Named-object pointing records
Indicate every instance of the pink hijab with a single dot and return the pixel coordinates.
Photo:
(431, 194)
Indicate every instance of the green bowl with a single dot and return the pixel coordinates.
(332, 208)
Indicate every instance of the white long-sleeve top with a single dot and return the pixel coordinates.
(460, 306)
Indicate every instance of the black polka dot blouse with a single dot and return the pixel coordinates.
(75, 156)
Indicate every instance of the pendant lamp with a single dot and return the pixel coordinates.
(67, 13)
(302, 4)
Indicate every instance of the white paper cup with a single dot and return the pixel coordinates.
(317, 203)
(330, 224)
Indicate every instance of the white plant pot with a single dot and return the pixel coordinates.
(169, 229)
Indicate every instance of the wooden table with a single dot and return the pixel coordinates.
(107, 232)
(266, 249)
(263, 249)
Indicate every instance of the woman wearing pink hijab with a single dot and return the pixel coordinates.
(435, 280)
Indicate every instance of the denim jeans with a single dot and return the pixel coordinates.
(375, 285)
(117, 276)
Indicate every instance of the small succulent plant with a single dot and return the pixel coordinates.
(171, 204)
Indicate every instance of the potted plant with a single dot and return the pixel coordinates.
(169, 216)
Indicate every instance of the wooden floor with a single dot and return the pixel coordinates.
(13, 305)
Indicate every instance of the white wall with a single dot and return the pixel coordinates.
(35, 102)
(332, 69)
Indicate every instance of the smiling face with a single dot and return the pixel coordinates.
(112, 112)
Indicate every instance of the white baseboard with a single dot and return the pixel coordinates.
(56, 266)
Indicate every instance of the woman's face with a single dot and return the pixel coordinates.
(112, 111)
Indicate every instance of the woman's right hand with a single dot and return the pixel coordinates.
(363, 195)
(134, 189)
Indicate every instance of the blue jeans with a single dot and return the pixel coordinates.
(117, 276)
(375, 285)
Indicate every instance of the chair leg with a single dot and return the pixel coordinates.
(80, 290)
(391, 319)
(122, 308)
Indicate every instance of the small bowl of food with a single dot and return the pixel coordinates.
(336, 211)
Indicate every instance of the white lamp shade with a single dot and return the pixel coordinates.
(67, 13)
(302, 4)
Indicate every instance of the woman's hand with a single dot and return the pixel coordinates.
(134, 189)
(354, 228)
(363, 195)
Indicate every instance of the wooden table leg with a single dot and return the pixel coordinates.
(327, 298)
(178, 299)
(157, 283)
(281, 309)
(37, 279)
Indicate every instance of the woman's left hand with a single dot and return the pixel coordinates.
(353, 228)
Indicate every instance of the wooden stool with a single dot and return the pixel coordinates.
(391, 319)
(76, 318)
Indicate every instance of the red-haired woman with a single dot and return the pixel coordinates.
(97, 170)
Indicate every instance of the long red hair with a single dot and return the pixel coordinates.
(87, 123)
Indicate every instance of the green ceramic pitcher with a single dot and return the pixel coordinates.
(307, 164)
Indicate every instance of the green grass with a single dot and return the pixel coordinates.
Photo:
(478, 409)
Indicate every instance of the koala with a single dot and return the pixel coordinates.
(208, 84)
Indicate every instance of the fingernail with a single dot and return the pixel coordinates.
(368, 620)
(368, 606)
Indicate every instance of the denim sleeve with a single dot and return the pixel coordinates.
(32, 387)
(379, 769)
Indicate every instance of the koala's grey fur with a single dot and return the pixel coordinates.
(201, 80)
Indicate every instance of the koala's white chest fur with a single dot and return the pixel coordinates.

REQUIRED TASK: Would you give the material above again, complete and exact?

RESPONSE FOR THIS EXERCISE:
Indicate every instance of the pink hijab with a single dot and return the pixel coordinates.
Photo:
(431, 194)
Indicate every instance of the green bowl with a single dot and return the pixel coordinates.
(332, 208)
Indicate every instance of the white long-sleeve top with a single dot and return the pixel coordinates.
(460, 306)
Indicate every instance of the black polka dot blouse with a single dot and return the pixel coordinates.
(75, 156)
Indicate every instance of the pendant lamp with a single dot and return the pixel coordinates.
(67, 13)
(302, 4)
Indicate every instance of the white paper cup with a single dot and return the pixel coordinates.
(317, 203)
(330, 224)
Indicate every instance of the white plant pot with a single dot and return the pixel coordinates.
(169, 229)
Indicate every instance of the wooden table with a single dot and return the pixel coordinates.
(107, 232)
(266, 249)
(263, 249)
Indicate every instance of the woman wearing pink hijab with a single dot and return the pixel coordinates.
(435, 280)
Indicate every instance of the denim jeans with a single dot and return the pixel coordinates.
(375, 285)
(117, 276)
Indicate every instance of the small succulent plant with a single dot and return the pixel coordinates.
(171, 204)
Indicate every instance of the potted plant with a single dot and return the pixel coordinates.
(169, 216)
Indicate every instance of the wooden floor with a single dot and return the pixel coordinates.
(13, 305)
Indicate every instance of the white wall with a single dot and return the pixel coordinates.
(35, 102)
(332, 69)
Indicate every instance of the smiling face with a single dot and return the pixel coordinates.
(112, 112)
Indicate every instance of the white baseboard with a single dot and return the pixel coordinates.
(56, 266)
Indicate every instance of the woman's face with a single dot and return the pixel coordinates.
(112, 111)
Indicate every instance of the woman's right hand with a single dot and return the pixel coordinates.
(363, 195)
(134, 189)
Indicate every instance of the blue jeans with a single dot and return the pixel coordinates.
(117, 276)
(375, 285)
Indicate every instance of the chair leg with a single dot and return the pixel coordinates.
(80, 290)
(391, 319)
(122, 308)
Indicate every instance of the small bowl of food with a single dot and return the pixel coordinates.
(336, 211)
Indicate every instance of the white lamp shade with a single dot and return the pixel coordinates.
(67, 13)
(302, 4)
Indicate every instance of the woman's hand with a single dot and return the pixel coordinates.
(134, 189)
(354, 228)
(363, 195)
Indicate every instance of the wooden table leg with a single dot and return the pixel coordinates.
(327, 298)
(178, 299)
(157, 283)
(281, 309)
(37, 279)
Indicate every instance of the woman's left hand with a single dot and return the pixel coordinates.
(353, 228)
Indicate every instance of the wooden stool with a single dot and return the pixel coordinates.
(391, 319)
(76, 318)
Indicate every instance of the red-haired woman with a single dot and return the pixel coordinates.
(97, 170)
Indicate every instance of the long red hair with a single dot and return the pixel coordinates.
(87, 123)
Indicate every instance of the green ceramic pitcher with a single dot and return the pixel coordinates.
(307, 164)
Indicate every instance of the green grass with a single dot and return the pixel coordinates.
Photo:
(478, 409)
Indicate every instance of the koala with a single dot and return the pixel coordinates.
(208, 84)
Indicate every instance of the fingernail with a single dot and return the pixel coordinates.
(368, 620)
(368, 606)
Indicate every instance of the denim sleeve with a single dot and return the pixel coordinates.
(32, 387)
(379, 769)
Indicate every instance of the koala's grey fur with a single dot and return the pixel coordinates.
(201, 80)
Indicate every instance of the koala's white chest fur with a single dot and return the pixel coordinates.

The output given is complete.